**PASSAGE PROVIDED:**
Utilities (ocs_ci/utility/)

Utilities should focus on INFO for user-facing operations:

import logging
import sys
from ocs_ci.framework import config
from ocs_ci.ocs.resources.storage_cluster import get_storage_cluster

logger = logging.getLogger(__name__)


def report_cluster_version():
    """
    Report OCS/ODF cluster version information

    Command-line utility to display cluster versions
    """
    logger.info("Collecting cluster version information...")

    try:
        storage_cluster = get_storage_cluster()
    except Exception as e:
        logger.error(f"Failed to get StorageCluster: {e}")
        sys.exit(1)

    logger.debug(f"StorageCluster object: {storage_cluster.name}")

    version_info = {
        'ODF': storage_cluster.get_odf_version(),
        'Ceph': storage_cluster.get_ceph_version(),
        'NooBaa': storage_cluster.get_noobaa_version(),
    }

    logger.info("=== Cluster Version Information ===")
    for component, version in version_info.items():
        logger.info(f"{component:15s}: {version}")

    logger.debug("Version reporting complete")


def cleanup_test_resources(namespace):
    """
    Cleanup test resources in namespace

    Args:
        namespace (str): Namespace to clean
    """
    logger.info(f"Starting cleanup of namespace: {namespace}")

    logger.info("Deleting PVCs...")
    pvcs = get_all_pvcs(namespace)
    logger.info(f"Found {len(pvcs)} PVCs")

    for pvc in pvcs:
        logger.debug(f"Deleting PVC: {pvc.name}")
        try:
            delete_pvc(pvc)
        except Exception as e:
            logger.warning(f"Failed to delete PVC {pvc.name}: {e}")

    logger.info("Deleting pods...")
    pods = get_all_pods(namespace)
    logger.info(f"Found {len(pods)} pods")

    for pod in pods:
        logger.debug(f"Deleting pod: {pod.name}")
        try:
            delete_pod(pod)
        except Exception as e:
            logger.warning(f"Failed to delete pod {pod.name}: {e}")

    logger.info(f"Cleanup of namespace '{namespace}' completed")

Resource Classes (ocs_ci/ocs/resources/)

Resource classes should use DEBUG extensively, INFO for state changes:

import logging
from ocs_ci.ocs import constants
from ocs_ci.ocs.ocp import OCP

logger = logging.getLogger(__name__)


class PVC:
    """Represents a PersistentVolumeClaim"""

**YOUR TASKS:**
- A) In the logging guide, which log level should utilities focus on for user-facing operations?
- B) Name every component whose version the report_cluster_version function in the logging guide gathers.
- C) Write the next part of the logging guide, picking up right after its final line.

**ENTRIES SUPPLIED:**
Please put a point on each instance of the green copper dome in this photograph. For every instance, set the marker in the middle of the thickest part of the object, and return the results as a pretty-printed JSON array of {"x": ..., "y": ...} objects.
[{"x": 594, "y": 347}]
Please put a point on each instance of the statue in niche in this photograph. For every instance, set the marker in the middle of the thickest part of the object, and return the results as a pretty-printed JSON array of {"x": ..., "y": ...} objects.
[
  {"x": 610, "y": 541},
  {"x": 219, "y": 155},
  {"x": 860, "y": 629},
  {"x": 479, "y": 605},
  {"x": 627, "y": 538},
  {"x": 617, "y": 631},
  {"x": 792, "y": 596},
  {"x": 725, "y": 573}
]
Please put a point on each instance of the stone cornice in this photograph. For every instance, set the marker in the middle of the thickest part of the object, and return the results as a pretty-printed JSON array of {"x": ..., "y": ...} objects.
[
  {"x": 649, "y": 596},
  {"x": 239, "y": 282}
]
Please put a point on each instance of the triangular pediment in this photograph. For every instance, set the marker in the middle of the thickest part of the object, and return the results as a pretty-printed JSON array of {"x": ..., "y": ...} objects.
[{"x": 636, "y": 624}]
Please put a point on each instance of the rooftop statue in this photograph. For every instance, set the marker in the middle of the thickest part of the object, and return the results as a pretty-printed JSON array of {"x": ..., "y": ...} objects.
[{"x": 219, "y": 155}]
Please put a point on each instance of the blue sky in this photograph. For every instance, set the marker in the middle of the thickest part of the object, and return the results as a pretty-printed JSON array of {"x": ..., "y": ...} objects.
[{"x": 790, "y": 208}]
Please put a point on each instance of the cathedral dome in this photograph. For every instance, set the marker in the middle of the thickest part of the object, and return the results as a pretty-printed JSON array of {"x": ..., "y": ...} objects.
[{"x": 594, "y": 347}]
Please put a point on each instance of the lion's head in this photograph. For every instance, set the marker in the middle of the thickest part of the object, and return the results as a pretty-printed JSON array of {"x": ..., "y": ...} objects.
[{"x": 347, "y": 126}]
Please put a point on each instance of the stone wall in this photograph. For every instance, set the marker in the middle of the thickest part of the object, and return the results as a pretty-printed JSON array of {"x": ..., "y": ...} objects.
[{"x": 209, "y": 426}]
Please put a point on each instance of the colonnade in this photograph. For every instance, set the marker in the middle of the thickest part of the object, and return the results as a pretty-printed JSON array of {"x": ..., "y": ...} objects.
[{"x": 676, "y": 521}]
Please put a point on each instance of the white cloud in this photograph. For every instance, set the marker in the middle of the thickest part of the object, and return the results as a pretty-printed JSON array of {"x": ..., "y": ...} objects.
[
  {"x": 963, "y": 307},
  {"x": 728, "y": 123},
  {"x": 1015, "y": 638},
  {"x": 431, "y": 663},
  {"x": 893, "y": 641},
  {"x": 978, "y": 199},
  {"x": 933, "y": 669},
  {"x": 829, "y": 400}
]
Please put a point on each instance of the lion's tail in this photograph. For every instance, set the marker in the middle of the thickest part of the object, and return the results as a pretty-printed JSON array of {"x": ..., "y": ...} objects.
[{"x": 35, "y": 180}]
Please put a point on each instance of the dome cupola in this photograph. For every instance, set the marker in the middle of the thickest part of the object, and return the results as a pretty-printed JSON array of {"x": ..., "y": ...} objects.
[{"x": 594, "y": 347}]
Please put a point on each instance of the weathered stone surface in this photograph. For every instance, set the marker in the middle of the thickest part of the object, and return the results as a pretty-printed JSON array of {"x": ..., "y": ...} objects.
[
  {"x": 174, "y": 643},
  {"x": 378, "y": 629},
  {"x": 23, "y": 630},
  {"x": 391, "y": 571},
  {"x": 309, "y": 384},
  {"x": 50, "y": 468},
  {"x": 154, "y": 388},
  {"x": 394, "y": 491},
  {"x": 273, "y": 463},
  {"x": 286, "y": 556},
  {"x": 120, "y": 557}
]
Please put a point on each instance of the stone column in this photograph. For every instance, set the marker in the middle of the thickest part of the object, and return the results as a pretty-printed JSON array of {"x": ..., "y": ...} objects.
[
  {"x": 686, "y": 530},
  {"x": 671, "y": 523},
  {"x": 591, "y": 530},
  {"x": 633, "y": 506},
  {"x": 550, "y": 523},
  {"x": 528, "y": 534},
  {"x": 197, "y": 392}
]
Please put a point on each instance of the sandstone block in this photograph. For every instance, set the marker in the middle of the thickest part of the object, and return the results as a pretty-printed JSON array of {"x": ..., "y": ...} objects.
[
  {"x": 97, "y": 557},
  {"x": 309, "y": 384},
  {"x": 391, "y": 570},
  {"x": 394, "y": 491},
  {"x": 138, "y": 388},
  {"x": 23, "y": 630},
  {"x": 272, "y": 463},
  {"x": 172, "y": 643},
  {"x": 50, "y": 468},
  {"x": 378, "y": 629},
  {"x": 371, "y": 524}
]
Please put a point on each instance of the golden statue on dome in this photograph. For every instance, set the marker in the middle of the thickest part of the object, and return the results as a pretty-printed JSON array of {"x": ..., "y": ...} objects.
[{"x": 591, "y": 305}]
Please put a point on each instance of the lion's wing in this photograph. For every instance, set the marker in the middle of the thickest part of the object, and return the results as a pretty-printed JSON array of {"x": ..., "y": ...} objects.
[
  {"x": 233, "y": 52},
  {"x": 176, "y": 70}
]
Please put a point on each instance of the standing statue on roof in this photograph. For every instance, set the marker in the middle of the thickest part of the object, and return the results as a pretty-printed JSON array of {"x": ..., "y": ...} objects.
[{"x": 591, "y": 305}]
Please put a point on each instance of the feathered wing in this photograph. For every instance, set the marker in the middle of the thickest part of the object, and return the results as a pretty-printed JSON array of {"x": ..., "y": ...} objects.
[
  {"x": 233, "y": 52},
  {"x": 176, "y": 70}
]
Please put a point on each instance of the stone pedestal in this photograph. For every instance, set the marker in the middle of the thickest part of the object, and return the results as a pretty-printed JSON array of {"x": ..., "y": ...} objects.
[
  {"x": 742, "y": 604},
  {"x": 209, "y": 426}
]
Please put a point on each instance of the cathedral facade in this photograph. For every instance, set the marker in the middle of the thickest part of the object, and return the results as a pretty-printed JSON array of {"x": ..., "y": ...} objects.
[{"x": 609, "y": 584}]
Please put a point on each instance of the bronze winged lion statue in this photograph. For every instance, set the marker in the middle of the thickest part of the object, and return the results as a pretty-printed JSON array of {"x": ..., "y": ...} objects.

**ANSWERS:**
- A) INFO

- B) ODF, Ceph, NooBaa

- C)
    def __init__(self, name, namespace, size, storage_class):
        self.name = name
        self.namespace = namespace
        self.size = size
        self.storage_class = storage_class

        logger.debug(
            f"PVC object initialized: name={name}, namespace={namespace}, "
            f"size={size}, sc={storage_class}"
        )

    def create(self):
        """Create the PVC"""
        logger.info(
            f"Creating PVC '{self.name}' in namespace '{self.namespace}'"
        )

        manifest = self._generate_manifest()
        logger.debug(f"PVC manifest: {manifest}")

        ocp = OCP(kind=constants.PVC, namespace=self.namespace)
        ocp.create(manifest)

        logger.info(f"PVC '{self.name}' created")

    def reload(self):
        """Reload PVC state from cluster"""
        logger.debug(f"Reloading PVC state: {self.name}")

        ocp = OCP(kind=constants.PVC, namespace=self.namespace)
        data = ocp.get(resource_name=self.name)

        self.status = data['status']['phase']
        logger.debug(f"PVC {self.name} status: {self.status}")

    def wait_for_bound(self, timeout=300):
        """Wait for PVC to reach Bound state"""
        logger.info(
            f"Waiting for PVC '{self.name}' to be bound (timeout: {timeout}s)"
        )

        start_time = time.time()
        while time.time() - start_time < timeout:
            self.reload()
            logger.debug(f"Current status: {self.status}")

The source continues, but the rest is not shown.